++++ Dataset records ++++
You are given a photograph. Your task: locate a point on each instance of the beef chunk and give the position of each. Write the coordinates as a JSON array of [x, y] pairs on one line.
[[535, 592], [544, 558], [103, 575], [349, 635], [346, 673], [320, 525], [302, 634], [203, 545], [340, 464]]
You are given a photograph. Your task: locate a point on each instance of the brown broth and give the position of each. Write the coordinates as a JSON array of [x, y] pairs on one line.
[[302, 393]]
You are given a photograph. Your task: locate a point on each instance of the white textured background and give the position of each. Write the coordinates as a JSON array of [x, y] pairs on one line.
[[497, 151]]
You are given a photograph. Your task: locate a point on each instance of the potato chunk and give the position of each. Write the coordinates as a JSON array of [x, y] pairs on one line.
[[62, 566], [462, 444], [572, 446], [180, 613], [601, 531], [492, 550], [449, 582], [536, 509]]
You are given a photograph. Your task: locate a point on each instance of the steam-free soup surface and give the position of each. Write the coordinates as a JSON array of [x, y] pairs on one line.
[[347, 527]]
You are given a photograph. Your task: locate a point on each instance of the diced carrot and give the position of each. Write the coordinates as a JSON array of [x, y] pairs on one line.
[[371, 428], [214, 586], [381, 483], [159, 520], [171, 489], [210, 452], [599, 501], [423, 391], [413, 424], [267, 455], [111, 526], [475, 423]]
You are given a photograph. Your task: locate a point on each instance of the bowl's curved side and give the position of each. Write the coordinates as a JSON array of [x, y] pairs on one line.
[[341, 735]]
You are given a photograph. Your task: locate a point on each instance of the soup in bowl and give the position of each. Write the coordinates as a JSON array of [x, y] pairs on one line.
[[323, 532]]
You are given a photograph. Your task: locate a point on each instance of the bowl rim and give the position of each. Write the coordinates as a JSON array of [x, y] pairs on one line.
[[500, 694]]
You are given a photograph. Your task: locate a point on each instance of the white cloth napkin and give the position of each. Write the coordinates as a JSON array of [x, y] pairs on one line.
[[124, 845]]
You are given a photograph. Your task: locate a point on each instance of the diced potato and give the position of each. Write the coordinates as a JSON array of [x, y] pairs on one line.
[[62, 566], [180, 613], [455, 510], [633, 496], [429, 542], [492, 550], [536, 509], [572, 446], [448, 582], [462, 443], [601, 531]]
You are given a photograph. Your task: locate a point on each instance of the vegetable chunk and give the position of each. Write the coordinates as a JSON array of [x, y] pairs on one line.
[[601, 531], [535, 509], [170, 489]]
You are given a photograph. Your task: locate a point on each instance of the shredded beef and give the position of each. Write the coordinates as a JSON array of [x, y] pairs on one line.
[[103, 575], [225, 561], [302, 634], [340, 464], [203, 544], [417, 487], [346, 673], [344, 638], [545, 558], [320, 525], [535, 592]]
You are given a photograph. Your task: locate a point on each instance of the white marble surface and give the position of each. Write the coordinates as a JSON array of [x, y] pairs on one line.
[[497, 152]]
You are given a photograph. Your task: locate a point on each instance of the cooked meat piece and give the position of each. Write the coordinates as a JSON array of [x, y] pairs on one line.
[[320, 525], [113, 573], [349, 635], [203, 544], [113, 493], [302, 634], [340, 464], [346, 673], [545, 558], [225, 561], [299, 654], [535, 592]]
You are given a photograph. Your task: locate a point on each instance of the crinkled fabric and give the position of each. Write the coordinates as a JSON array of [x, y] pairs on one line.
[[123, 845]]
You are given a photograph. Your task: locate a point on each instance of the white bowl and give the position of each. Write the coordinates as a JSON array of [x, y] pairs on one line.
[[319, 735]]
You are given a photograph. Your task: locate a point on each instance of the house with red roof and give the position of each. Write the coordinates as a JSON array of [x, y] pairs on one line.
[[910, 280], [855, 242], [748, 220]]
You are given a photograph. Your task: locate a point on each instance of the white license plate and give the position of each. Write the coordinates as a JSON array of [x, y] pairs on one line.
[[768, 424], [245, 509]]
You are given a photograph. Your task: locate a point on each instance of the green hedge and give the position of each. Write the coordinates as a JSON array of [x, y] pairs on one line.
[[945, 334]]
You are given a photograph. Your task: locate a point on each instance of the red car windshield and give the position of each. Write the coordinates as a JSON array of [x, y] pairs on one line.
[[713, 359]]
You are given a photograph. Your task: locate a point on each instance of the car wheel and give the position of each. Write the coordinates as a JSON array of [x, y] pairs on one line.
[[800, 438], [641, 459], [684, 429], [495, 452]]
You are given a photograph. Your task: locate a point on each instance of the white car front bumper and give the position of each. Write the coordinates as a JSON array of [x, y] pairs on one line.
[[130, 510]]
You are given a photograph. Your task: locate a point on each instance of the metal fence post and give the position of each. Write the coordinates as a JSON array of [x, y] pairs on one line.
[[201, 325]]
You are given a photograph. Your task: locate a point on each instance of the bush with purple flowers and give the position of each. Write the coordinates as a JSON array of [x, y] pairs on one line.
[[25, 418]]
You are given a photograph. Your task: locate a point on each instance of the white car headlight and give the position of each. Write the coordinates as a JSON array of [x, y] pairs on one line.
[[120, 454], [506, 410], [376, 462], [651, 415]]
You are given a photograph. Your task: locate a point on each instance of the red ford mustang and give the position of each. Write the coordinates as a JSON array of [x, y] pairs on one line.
++++
**Exercise description**
Restate the material word for word, leaving nothing out.

**Result**
You are given a photograph. Your task: locate a point on each instance of the beef chunk and give the position of each. Write the coordinates as a JSON array of [x, y] pairs on one line.
[[535, 592], [544, 558], [103, 575], [349, 635], [346, 673], [320, 525], [302, 634], [203, 545], [340, 464]]
You are given a photograph. Your task: locate a point on each instance of the brown broth and give the position of each. Write the coordinates as a JSON array of [x, y] pairs on one line.
[[302, 393]]
You are given a photograph. Your task: locate a point on each instance of the white textured background and give the position of each. Write the coordinates as a JSON array of [x, y] pairs on one line.
[[497, 151]]
You are given a photograph. Your task: locate a point on each instance of the potato chunk and give the position of each. Write the coordinates as a JSON array of [x, y] pairs on one line.
[[62, 566], [462, 444], [572, 446], [180, 613], [601, 531], [492, 550], [449, 582], [536, 509]]
You are given a photograph. Your task: locate a point on each instance of the steam-free soup surface and give the position of each. Write the coordinates as a JSON array of [x, y] pairs on one line.
[[347, 527]]
You are given a photograph. Your task: locate a point on each instance of the diced carrot and give the position of each. Write the coordinates as a JSON array of [x, y] pairs on one line.
[[371, 428], [214, 586], [381, 483], [159, 520], [171, 489], [210, 452], [599, 501], [423, 391], [413, 424], [267, 455], [111, 526], [475, 423]]
You are given a photograph. Your task: locate a point on each instance of the bowl's curved side and give the position of each. Write the coordinates as a JSON array of [x, y] pairs on one line.
[[341, 735]]
You are given a photograph. Your task: locate a point on each instance of the soup in bowl and give the position of each. Write the coordinates as a JSON array of [x, y] pairs on one line.
[[323, 532]]
You are given a photograph. Your task: locate a point on each instance of the bowl rim and give the position of each. Write the coordinates as a JSON array of [x, y] pairs on one line.
[[500, 694]]
You are given a photograph. Your task: locate a point on each instance of the white cloth napkin and give the position of each. Write the coordinates as a JSON array of [x, y] pairs on one line.
[[124, 845]]
You are given a photograph. Your task: locate a point on each instance of the diced potato and give the position of each. Write the coordinates as a JSON array of [x, y] pairs on one line.
[[62, 566], [180, 613], [455, 510], [633, 496], [429, 542], [492, 550], [536, 509], [572, 446], [448, 582], [462, 443], [601, 531]]
You are given a photograph. Your task: locate a point on each instance of the vegetable chunk and give the position of each. Write the coordinates as a JSON array of [x, y] pairs on one line.
[[601, 531], [535, 509], [170, 489]]
You are given a photograph. Your task: locate a point on each instance of the shredded beef and give the position of each. Write the coordinates as a JSON array of [x, y] pairs on one line.
[[103, 575], [225, 561], [302, 634], [340, 464], [203, 544], [417, 487], [346, 673], [344, 638], [545, 558], [320, 525], [535, 592]]
You are given a photograph. Your task: locate a point on each instance of the white marble surface and give the position of each. Write the coordinates as a JSON array of [x, y] pairs on one line.
[[497, 152]]
You are given a photograph. Your task: locate a point on each instance of the cooked meat piece and give the position of each. Write the coordinates as a JSON array of [x, y] pairs on one line.
[[320, 525], [113, 573], [349, 635], [203, 544], [113, 493], [302, 634], [340, 464], [346, 673], [545, 558], [225, 561], [299, 654], [535, 592]]
You are given a photograph. Your task: locate a point on each instance of the crinkled fabric and give the position of each. Write the coordinates as a JSON array of [x, y] pairs on one line.
[[123, 845]]
You are given a photograph. Your task: locate a point on each instance of the white bowl and give the position of each. Write the coordinates as a JSON array of [x, y] pairs on one line.
[[319, 735]]
You are given a photograph. Your task: locate a point on each instance of the house with red roof and give the position of each. Write the coordinates as a JSON array of [x, y] pairs on one line.
[[910, 280], [855, 242], [748, 220]]
You are given a photograph. Your task: locate a point on each instance of the white license plate and give the position of each. Write the coordinates as a JSON array of [x, y] pairs on one line.
[[768, 424], [245, 509]]
You are given a photograph. Your task: locate a point on each instance of the green hedge and give the position of each. Write the coordinates as a JSON array of [x, y] pairs on one line.
[[945, 334]]
You are given a photograph. Your task: locate a point on each instance of the red car windshield and give the position of each. Write the coordinates as a JSON array of [x, y] pairs on one line.
[[713, 359]]
You are given a photograph. Your task: locate a point on each instance of the car wheel and give the position of each. Write the coordinates as a JSON array of [x, y] pairs on one line.
[[800, 438], [641, 459], [684, 429], [495, 452]]
You are given a photograph. Your task: locate a point on each instance of the white car front bumper and give the position of each. Write the coordinates as a JSON array of [x, y] pairs on one line.
[[130, 510]]
You are given a photograph. Your task: locate a point on each instance of the metal fence post and give the position of each. Write the coordinates as a JSON array of [x, y] pairs on one line.
[[201, 325]]
You are given a photograph. Your task: locate a point on each instance of the bush with purple flowers and give the position of each. Write the coordinates as a JSON array of [x, y] pairs on one line.
[[25, 418]]
You are given a photograph. Your task: locate a point on each instance of the white car headlight and give the position of each. Write the coordinates as a JSON array of [x, y] pairs on one line.
[[120, 454], [506, 410], [376, 462], [651, 415]]
You are given a photograph. Your task: locate a point on each instance of the red ford mustang and give the position of each. Write the coordinates as a JSON array of [x, y] pairs on one line.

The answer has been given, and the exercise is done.